++++ Records supplied
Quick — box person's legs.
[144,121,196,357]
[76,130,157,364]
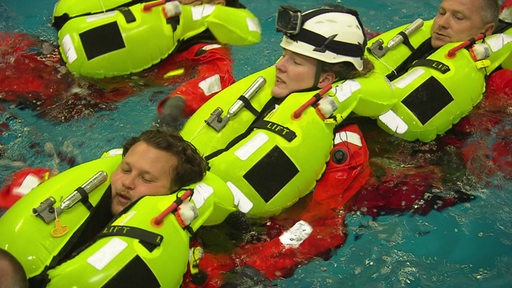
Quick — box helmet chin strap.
[311,60,323,90]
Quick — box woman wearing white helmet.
[272,5,373,98]
[181,6,373,287]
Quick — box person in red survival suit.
[183,124,370,287]
[152,0,245,129]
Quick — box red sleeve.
[182,125,370,287]
[158,43,235,117]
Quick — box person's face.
[178,0,226,6]
[110,142,178,215]
[431,0,494,48]
[272,49,317,98]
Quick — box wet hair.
[123,128,208,189]
[481,0,500,24]
[0,249,28,288]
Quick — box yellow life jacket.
[0,153,235,287]
[360,20,512,142]
[181,66,358,217]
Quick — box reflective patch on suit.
[244,146,299,202]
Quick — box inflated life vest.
[181,66,364,217]
[58,1,261,78]
[362,20,512,142]
[0,150,235,287]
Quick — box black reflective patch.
[244,146,299,202]
[103,256,160,288]
[402,77,453,125]
[119,7,137,23]
[80,22,126,60]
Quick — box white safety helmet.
[276,6,367,71]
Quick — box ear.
[318,72,336,89]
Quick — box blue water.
[0,0,512,288]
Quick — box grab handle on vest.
[388,18,423,49]
[206,76,267,132]
[446,33,485,59]
[32,171,108,223]
[368,18,424,58]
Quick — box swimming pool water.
[0,0,512,288]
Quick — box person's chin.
[431,36,450,48]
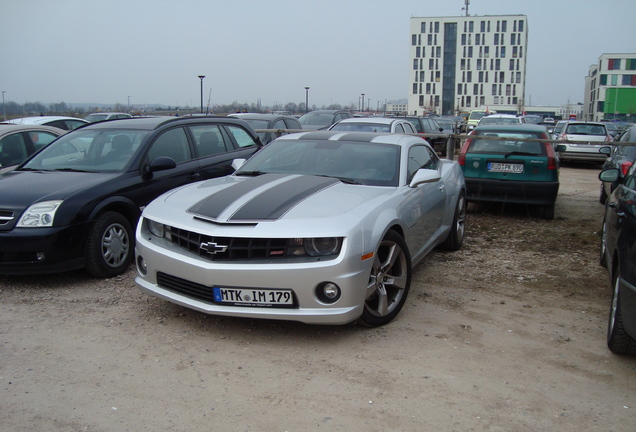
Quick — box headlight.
[146,219,164,237]
[17,200,64,228]
[304,237,341,256]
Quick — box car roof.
[0,123,68,135]
[7,116,86,124]
[473,123,548,132]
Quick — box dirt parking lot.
[0,165,636,432]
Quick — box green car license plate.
[488,162,523,174]
[213,287,294,307]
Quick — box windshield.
[298,113,333,126]
[20,129,148,172]
[330,122,391,132]
[235,139,400,186]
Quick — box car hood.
[144,174,395,230]
[0,171,120,209]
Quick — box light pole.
[199,75,205,114]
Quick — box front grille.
[0,210,14,226]
[157,272,214,303]
[167,227,329,261]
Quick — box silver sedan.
[136,131,466,326]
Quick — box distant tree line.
[0,101,357,121]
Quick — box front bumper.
[466,177,559,205]
[135,228,372,325]
[0,225,86,275]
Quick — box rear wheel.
[86,212,134,278]
[607,268,636,355]
[360,231,411,327]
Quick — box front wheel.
[607,268,636,355]
[360,231,411,327]
[86,212,134,278]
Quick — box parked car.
[599,165,636,355]
[0,124,66,173]
[298,110,353,130]
[136,131,466,326]
[459,124,559,219]
[229,113,302,144]
[477,114,526,126]
[402,116,447,156]
[557,121,613,163]
[84,112,132,123]
[599,126,636,204]
[0,117,261,277]
[329,117,416,134]
[5,116,88,130]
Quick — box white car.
[136,131,466,326]
[329,117,417,134]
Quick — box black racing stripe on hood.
[230,176,340,221]
[187,174,287,219]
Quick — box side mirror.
[232,159,246,171]
[144,156,177,174]
[409,168,442,188]
[598,168,619,183]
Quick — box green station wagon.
[459,124,559,219]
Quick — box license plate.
[213,287,294,307]
[488,162,523,174]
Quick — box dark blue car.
[599,165,636,355]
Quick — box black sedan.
[0,117,262,277]
[599,165,636,355]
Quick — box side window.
[190,125,232,157]
[0,133,28,166]
[148,128,192,164]
[227,126,256,148]
[407,145,439,182]
[29,132,57,151]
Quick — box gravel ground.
[0,165,636,432]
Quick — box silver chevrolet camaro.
[136,131,466,326]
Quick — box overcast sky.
[0,0,636,107]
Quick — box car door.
[141,126,201,205]
[406,145,446,257]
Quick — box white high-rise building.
[408,15,528,115]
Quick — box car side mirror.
[598,168,619,183]
[409,168,442,188]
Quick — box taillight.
[621,161,633,176]
[457,138,471,165]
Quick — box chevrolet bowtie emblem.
[199,242,227,255]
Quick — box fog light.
[137,255,148,276]
[316,282,341,304]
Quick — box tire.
[440,191,466,251]
[598,218,607,267]
[607,268,636,355]
[86,212,135,278]
[543,204,554,220]
[360,231,411,327]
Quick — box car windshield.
[20,129,148,172]
[236,139,400,186]
[298,113,333,126]
[479,117,520,126]
[565,123,607,135]
[468,131,544,155]
[331,122,391,132]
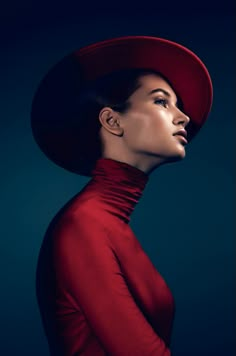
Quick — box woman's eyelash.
[154,98,168,108]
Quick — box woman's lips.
[175,134,188,144]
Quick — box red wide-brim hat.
[31,36,213,175]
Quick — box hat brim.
[31,36,213,175]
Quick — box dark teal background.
[0,1,236,356]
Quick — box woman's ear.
[99,107,123,136]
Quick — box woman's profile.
[32,36,212,356]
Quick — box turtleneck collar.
[91,158,149,224]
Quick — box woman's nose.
[175,110,190,127]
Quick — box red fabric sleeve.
[54,214,171,356]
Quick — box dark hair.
[74,68,183,176]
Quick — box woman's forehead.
[136,74,176,99]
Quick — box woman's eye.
[154,99,167,108]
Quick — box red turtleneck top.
[37,158,175,356]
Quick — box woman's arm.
[55,214,170,356]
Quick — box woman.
[32,36,212,356]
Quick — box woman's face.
[119,74,189,164]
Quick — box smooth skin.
[99,74,190,174]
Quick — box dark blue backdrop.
[0,1,235,356]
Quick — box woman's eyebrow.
[148,88,180,108]
[148,88,170,97]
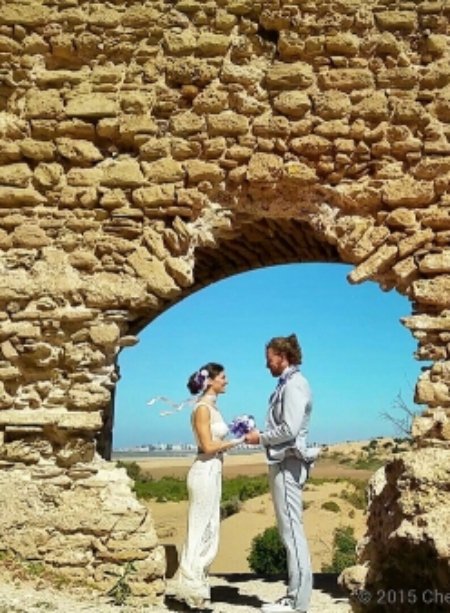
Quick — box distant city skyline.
[114,264,426,448]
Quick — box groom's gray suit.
[260,366,319,611]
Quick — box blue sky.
[114,264,424,449]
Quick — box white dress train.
[166,401,228,607]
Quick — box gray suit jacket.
[260,371,320,464]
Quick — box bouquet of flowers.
[229,415,256,438]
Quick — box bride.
[166,362,244,608]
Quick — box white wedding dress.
[166,400,228,608]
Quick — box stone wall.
[0,0,450,599]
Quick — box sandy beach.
[133,453,373,573]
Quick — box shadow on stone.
[211,575,264,609]
[212,573,347,607]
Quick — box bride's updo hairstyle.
[266,334,302,365]
[187,362,225,394]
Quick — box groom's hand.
[245,430,260,445]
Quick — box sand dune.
[139,453,372,573]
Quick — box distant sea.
[112,446,262,460]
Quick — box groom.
[245,334,319,613]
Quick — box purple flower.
[229,415,256,438]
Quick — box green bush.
[247,526,287,576]
[320,500,341,513]
[117,460,146,481]
[322,526,356,573]
[220,497,242,519]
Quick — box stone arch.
[0,0,450,599]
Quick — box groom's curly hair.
[266,334,302,364]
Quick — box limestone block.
[19,138,56,162]
[312,89,352,120]
[133,185,175,208]
[36,68,90,88]
[0,408,103,431]
[166,57,219,87]
[347,244,398,283]
[197,32,230,57]
[273,91,311,119]
[336,216,389,263]
[164,257,194,287]
[67,383,111,411]
[34,162,64,188]
[100,189,129,209]
[141,157,185,183]
[122,5,161,28]
[283,162,318,185]
[82,272,147,309]
[67,168,103,187]
[325,32,360,56]
[170,138,202,162]
[170,111,206,136]
[89,322,120,347]
[96,117,120,141]
[419,250,450,274]
[385,207,417,230]
[334,180,381,212]
[203,136,227,159]
[0,140,20,164]
[127,247,179,297]
[0,2,52,28]
[375,10,417,33]
[252,113,290,139]
[193,85,228,115]
[352,92,389,121]
[0,381,13,410]
[0,440,41,464]
[60,185,98,208]
[265,62,314,89]
[66,93,119,119]
[0,164,33,187]
[56,438,95,468]
[0,187,45,208]
[247,153,283,183]
[314,119,351,140]
[101,158,144,188]
[12,223,51,249]
[163,29,197,55]
[56,138,103,164]
[413,156,450,180]
[119,114,158,142]
[382,176,435,208]
[290,134,333,159]
[139,137,170,160]
[376,66,417,90]
[25,89,64,119]
[421,206,450,230]
[63,340,106,370]
[184,160,225,184]
[0,35,21,53]
[413,274,450,307]
[319,68,375,92]
[207,111,249,136]
[221,58,265,86]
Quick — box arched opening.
[114,260,420,449]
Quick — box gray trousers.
[269,457,312,611]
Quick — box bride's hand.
[245,429,260,445]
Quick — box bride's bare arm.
[193,404,242,453]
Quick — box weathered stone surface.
[0,0,450,613]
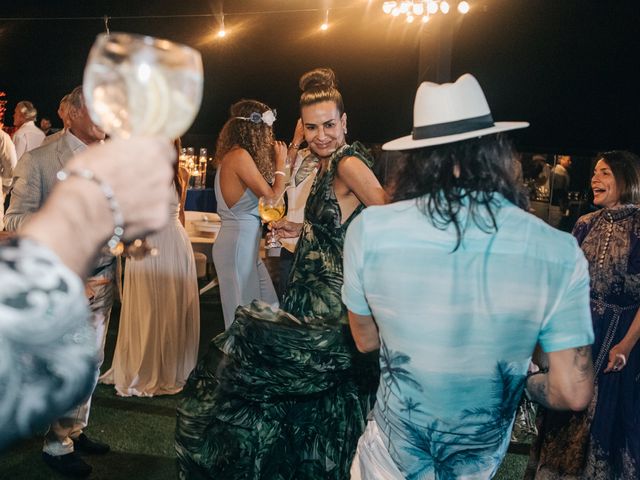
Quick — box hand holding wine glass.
[258,195,285,250]
[83,33,203,256]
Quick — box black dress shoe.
[73,433,111,455]
[42,452,92,478]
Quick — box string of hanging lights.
[382,0,471,23]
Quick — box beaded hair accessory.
[233,109,277,126]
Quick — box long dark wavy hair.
[596,150,640,205]
[392,135,529,251]
[215,100,273,182]
[298,67,344,115]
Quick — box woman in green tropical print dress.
[176,69,386,480]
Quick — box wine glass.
[83,33,203,256]
[258,195,285,250]
[83,33,203,141]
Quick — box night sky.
[0,0,640,154]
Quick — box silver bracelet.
[56,168,124,255]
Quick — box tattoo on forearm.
[573,346,593,381]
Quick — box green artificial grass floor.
[0,276,527,480]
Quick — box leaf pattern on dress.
[176,144,379,480]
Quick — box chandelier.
[382,0,471,23]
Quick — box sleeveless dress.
[176,144,379,480]
[213,168,278,328]
[100,187,200,397]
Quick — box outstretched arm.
[349,310,380,353]
[526,346,593,411]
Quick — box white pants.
[351,420,405,480]
[42,282,114,456]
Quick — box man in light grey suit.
[5,87,115,477]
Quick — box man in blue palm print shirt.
[343,75,593,479]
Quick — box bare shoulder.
[338,155,371,176]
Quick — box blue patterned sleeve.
[0,239,96,450]
[342,212,371,315]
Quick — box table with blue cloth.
[184,188,217,212]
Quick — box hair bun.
[299,68,338,92]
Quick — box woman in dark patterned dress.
[176,65,386,480]
[525,151,640,480]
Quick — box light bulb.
[382,2,398,15]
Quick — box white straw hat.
[382,73,529,150]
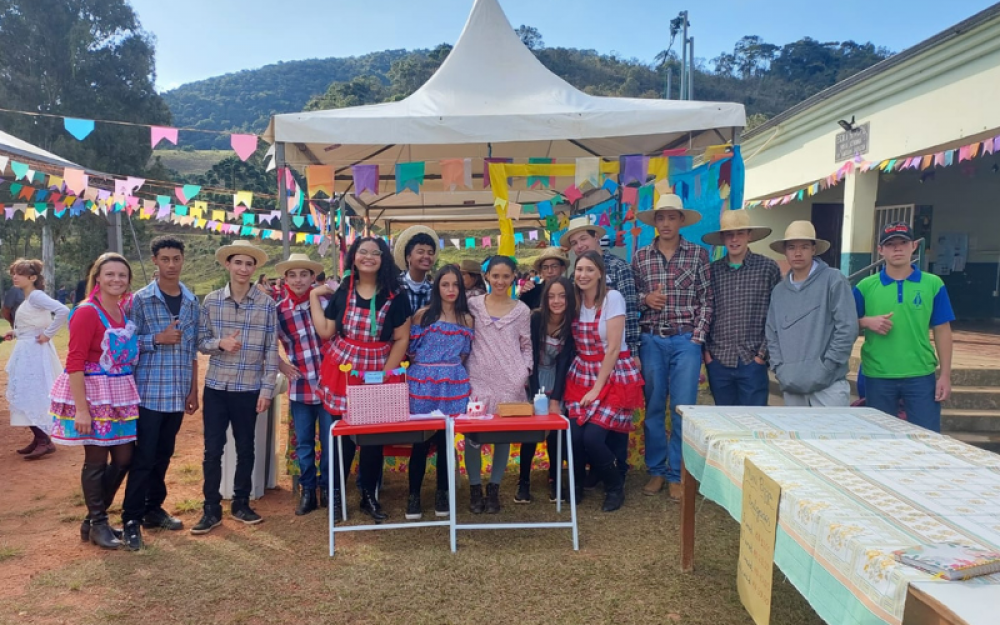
++++++++
### Description of the task
Copy the listing verbatim from the line containing "Quick — box helmet chin strap." through the line containing "[0,101,357,121]", both of those lines included. Leave the pictures out of your copy.

### Task output
Quick — box helmet chin strap.
[311,60,323,90]
Quick — box woman wearing white helmet.
[272,5,373,98]
[181,6,373,287]
Quick — box person in red survival suit.
[183,124,370,287]
[152,0,245,129]
Quick — box red sleeve.
[182,125,370,287]
[158,43,235,117]
Quick — box person's face.
[178,0,226,6]
[110,142,178,215]
[431,0,494,48]
[272,49,317,98]
Quick — box wet hair.
[123,128,208,189]
[481,0,500,24]
[0,249,28,288]
Quick — box yellow life jacket.
[0,153,235,287]
[360,20,512,142]
[181,66,358,217]
Quick — box reflective patch on suit.
[244,146,299,202]
Quick — box inflated life vest.
[181,66,364,217]
[58,1,261,78]
[362,20,512,142]
[0,150,235,287]
Quick — box black reflective patch.
[244,146,299,202]
[103,256,160,288]
[402,77,453,125]
[119,7,137,23]
[80,22,126,60]
Quick — box white safety helmet.
[276,6,367,71]
Quick — box ear.
[318,72,336,89]
Quick — box blue water.
[0,0,512,288]
Quick — box grab handle on vest.
[388,18,423,49]
[206,76,267,132]
[446,33,485,59]
[32,171,108,223]
[368,18,424,58]
Quick — box swimming pool water.
[0,0,512,288]
Quick — box person's chin.
[431,36,450,48]
Quick — box headlight.
[146,219,164,237]
[17,200,64,228]
[304,237,341,256]
Quick — box car roof.
[0,123,68,135]
[7,116,86,124]
[473,123,548,132]
Quick — box dirt parking lot.
[0,165,636,432]
Quick — box green car license plate.
[488,162,523,174]
[213,287,294,307]
Quick — box windshield.
[298,113,333,126]
[20,129,148,172]
[330,122,391,132]
[235,139,400,186]
Quick — box car hood.
[144,174,395,230]
[0,171,120,209]
Quick — box light pole.
[199,75,205,114]
Quick — box front grille.
[0,210,14,226]
[157,272,214,303]
[167,227,329,261]
Quick — box silver sedan.
[136,131,466,326]
Quick — box distant tree line.
[0,101,357,121]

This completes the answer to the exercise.